Stored data entries
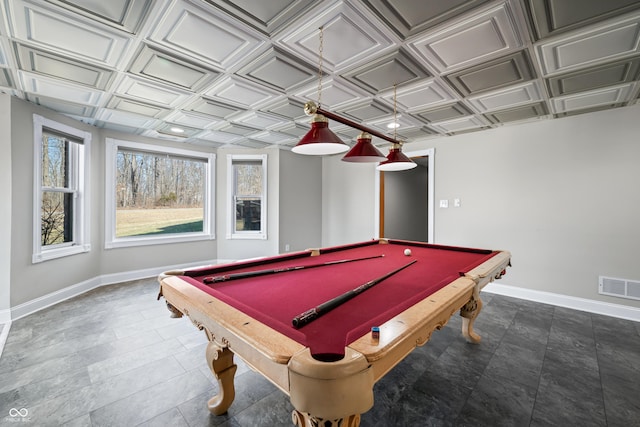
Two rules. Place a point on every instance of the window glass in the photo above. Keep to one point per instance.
(61, 215)
(247, 186)
(248, 195)
(157, 194)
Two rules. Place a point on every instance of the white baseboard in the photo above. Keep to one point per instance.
(582, 304)
(592, 306)
(3, 335)
(48, 300)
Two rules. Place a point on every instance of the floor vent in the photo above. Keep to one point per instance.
(622, 288)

- [YOUR OBJECTIVE]
Would you copy out the data exactly, leaving every picture out?

- [ANSWER FOR THE TASK]
Two rules. Place a point on every instance of the window glass in the photo above. Keep to one point per instance.
(61, 215)
(247, 186)
(248, 195)
(157, 194)
Two rules. Place a point on every instance of the white baseboard in the photo above. Keep to one point per instance.
(582, 304)
(592, 306)
(3, 335)
(48, 300)
Two rules. Place a point on every instance of the floor vent in the photo above. Keep to one point per instance.
(622, 288)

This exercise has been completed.